== PROMPT A ==
In the Airfoil Click pen review below, what was Grant Takara's pen before the Airfoil Click called?
== PROMPT B ==
Shorten the paragraph of the Airfoil Click pen review below that begins "When he offered to send me a prototype" into a bulleted list that keeps its main facts.

===== TEXT PASSAGE

Airfoil Click: An Aviation Inspired Pen by Grant Takara

I must first tip my hat to Mr. Grant Takara for being so kind as to send me a prototype to review of his newest creation, the Airfoil Click Pen.  He also kindly provided me a prototype of his last pen a few months ago, The Airfoil, which I found so clever and creative, but when I saw the Airfoil Click I knew he was onto something fantastic.

If you don't recall the original Airfoil campaign, take a minute to look over some of Grant's history with his first venture into the pen design world.  The design is very unique, but his outside of the box approach to conventional pen design is what made me enjoy his last project most.

Grant was also kind enough to reach out a few months ago while still in some of the finishing design phases so I could take a peek and I couldn't wait to get my hands on this thing.

When he offered to send me a prototype I asked if he wouldn't mind sending me an "all silver" version: silver aluminum barrel, silver clip, silver inner sleeve, silver screws, and silver knock.  Just from seeing the design I knew this would be my preference as to try and soak in as much aviation inspired goodness as I could handle and, let's just say, Grant has impressed me with this pen.  It literally takes my mind to where he intends it to go, or like I'm looking at a vintage polished aluminum aircraft.  

With all of this fantastic aviation imagery in my hand, the only thing it may be missing is a pinup girl painted on its side!

==========
===== SUPPLIED ENTRIES

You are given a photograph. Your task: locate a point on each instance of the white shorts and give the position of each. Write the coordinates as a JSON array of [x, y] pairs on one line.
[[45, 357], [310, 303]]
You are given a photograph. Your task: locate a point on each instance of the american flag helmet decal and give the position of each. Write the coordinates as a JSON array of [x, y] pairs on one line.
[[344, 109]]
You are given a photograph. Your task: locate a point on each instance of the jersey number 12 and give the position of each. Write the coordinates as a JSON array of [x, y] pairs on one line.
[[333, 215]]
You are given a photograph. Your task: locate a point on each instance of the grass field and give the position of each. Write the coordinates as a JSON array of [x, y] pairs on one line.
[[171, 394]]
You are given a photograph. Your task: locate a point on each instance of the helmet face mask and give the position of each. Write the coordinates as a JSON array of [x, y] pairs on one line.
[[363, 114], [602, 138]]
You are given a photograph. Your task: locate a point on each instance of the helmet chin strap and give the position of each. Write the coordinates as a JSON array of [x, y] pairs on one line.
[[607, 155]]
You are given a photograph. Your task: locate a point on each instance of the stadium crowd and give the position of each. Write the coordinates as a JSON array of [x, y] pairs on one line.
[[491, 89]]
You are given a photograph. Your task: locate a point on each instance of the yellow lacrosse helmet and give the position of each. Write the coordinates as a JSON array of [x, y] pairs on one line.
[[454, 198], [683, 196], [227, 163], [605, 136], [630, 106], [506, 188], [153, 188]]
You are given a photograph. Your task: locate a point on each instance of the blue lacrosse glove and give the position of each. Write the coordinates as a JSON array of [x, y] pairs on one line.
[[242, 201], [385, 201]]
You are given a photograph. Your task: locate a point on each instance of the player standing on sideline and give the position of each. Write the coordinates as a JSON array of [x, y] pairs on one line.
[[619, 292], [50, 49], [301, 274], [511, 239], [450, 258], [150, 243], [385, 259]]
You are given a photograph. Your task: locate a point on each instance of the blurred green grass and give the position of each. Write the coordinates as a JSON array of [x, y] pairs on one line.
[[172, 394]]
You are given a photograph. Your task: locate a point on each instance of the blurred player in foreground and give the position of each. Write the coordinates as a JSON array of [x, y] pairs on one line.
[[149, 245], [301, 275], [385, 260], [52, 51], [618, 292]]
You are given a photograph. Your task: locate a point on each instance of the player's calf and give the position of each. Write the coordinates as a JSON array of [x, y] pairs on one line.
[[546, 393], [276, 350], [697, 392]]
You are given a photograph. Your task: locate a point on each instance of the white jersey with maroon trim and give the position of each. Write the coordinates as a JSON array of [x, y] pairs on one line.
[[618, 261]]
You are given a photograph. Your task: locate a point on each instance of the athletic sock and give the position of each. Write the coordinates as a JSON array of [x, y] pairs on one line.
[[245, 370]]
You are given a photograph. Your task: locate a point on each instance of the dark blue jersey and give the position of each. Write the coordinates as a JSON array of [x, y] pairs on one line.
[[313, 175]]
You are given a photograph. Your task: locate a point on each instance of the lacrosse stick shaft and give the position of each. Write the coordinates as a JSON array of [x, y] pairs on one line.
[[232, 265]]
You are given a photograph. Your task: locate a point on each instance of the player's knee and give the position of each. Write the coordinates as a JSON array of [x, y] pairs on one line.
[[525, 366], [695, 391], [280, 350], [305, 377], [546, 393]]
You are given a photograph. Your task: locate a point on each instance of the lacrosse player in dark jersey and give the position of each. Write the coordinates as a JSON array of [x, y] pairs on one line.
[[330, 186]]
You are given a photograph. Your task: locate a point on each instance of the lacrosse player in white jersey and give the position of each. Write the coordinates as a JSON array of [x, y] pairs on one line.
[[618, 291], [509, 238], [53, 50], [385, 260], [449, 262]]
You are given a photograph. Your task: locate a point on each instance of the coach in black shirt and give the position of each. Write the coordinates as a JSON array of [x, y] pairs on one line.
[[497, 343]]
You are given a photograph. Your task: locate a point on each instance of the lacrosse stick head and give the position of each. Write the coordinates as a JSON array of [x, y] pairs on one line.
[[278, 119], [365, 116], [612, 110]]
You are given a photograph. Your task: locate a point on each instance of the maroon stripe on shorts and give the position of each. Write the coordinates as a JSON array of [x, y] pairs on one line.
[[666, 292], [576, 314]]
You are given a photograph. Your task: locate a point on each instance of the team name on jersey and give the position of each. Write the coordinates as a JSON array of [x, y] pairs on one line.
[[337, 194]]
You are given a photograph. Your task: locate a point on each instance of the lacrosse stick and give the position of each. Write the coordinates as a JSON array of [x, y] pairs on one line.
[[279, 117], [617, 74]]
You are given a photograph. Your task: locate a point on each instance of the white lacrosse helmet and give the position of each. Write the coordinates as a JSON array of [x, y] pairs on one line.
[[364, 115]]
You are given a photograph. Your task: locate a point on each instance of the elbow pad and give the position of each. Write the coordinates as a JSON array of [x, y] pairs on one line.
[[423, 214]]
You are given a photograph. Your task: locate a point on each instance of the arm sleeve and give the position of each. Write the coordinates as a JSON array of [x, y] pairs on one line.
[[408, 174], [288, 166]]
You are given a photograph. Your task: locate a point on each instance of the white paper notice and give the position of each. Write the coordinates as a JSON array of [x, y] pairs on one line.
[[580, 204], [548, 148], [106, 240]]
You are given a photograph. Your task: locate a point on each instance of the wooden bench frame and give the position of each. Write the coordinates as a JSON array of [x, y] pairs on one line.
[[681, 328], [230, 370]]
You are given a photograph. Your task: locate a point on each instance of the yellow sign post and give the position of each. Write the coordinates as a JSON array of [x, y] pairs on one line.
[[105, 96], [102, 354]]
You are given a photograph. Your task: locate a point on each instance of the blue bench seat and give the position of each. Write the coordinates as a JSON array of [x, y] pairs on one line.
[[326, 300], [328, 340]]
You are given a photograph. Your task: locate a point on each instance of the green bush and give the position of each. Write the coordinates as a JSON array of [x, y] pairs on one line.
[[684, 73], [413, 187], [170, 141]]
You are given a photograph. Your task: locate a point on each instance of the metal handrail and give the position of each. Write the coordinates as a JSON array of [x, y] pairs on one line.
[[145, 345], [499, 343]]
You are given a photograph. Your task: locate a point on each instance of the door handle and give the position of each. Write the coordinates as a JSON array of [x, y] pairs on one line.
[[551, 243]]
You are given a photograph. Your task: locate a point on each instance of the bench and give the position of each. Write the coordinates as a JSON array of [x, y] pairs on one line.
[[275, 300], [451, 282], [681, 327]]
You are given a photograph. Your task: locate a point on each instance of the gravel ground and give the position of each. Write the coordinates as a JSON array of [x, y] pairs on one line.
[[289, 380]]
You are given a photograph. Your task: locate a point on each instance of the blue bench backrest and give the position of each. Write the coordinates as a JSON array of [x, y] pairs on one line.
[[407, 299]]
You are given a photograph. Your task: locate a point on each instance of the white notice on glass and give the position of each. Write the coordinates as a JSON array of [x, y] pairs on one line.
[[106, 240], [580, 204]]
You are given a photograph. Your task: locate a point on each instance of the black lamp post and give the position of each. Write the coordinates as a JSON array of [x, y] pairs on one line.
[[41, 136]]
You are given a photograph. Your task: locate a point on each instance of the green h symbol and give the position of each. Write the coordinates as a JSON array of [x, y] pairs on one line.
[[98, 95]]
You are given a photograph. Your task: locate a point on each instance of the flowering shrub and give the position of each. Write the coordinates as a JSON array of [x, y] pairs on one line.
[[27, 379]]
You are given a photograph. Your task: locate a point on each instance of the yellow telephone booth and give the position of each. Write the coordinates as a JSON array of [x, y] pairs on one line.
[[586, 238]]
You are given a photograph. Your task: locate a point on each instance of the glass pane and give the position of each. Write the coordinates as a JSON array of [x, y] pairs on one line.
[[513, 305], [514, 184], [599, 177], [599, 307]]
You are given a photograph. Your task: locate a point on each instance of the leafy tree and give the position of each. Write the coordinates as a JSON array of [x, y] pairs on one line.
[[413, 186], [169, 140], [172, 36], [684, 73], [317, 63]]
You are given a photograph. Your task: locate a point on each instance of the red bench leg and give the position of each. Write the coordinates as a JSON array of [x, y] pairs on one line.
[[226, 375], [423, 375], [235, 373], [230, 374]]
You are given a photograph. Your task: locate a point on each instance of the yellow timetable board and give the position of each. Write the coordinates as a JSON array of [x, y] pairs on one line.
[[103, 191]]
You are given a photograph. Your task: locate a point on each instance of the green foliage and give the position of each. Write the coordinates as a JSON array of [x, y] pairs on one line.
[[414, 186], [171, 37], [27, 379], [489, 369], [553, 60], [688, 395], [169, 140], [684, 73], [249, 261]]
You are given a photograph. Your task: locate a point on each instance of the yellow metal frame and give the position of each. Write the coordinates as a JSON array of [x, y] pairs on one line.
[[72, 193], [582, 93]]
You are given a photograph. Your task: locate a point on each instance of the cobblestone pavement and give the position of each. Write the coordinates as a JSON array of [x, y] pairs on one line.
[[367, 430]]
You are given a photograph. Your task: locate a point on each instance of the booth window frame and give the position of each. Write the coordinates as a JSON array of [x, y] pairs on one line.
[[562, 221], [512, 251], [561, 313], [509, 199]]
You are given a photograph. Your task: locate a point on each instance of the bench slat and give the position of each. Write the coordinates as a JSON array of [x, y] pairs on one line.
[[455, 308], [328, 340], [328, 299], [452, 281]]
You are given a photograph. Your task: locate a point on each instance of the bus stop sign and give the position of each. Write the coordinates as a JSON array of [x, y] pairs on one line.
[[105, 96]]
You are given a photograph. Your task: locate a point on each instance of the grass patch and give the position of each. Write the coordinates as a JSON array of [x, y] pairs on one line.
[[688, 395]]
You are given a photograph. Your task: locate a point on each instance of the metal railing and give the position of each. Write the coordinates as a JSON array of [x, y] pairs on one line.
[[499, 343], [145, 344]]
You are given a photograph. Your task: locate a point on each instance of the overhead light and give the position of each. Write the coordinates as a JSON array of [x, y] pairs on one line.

==========

== FULL RESPONSE A ==
The Airfoil.

== FULL RESPONSE B ==
- When offered a prototype, the writer asked for an "all silver" version: silver aluminum barrel, clip, inner sleeve, screws, and knock.
- The writer chose this to take in as much of the aviation-inspired look as possible.
- Grant impressed the writer with the pen.
- It calls to mind what Grant intended, like a vintage polished aluminum aircraft.